begin Data supplied
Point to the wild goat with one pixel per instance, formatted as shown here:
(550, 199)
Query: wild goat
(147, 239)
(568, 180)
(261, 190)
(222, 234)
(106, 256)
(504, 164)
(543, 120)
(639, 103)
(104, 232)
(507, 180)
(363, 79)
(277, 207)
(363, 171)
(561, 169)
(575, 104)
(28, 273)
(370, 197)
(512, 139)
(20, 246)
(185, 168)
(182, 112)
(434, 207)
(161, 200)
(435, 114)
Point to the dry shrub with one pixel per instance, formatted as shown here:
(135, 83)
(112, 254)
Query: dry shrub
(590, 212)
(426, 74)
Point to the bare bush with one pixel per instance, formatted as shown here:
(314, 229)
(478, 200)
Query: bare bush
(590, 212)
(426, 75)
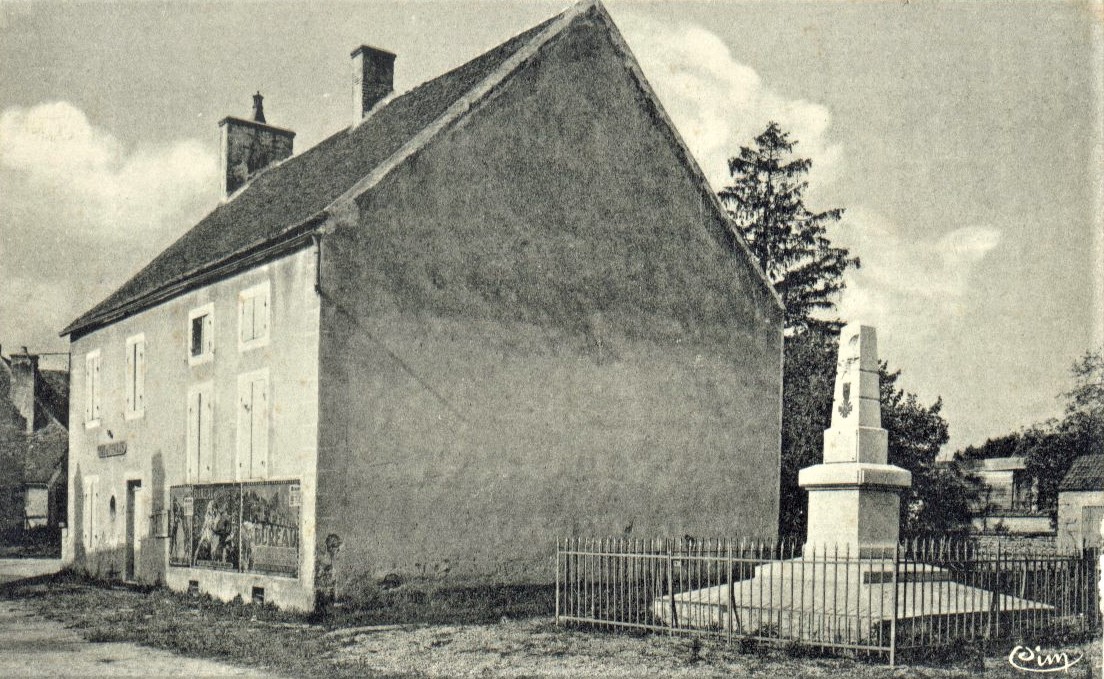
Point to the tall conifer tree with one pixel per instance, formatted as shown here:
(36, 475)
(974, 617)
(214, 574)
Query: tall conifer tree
end Data supplied
→ **Instruction**:
Reproduce the part of the material that opens with the line containing "Point to the bare" and closes at the end of the material, including both ends. Leave the pictures out of your answer.

→ **Final result**:
Point to the bare bush with one pixel per instance, formatted as shown here:
(314, 229)
(478, 200)
Query: bare bush
(590, 212)
(426, 75)
Point to the tall conifer tree with one pixel per instance, formatted as shown here:
(36, 475)
(974, 617)
(214, 574)
Query: tall conifer tree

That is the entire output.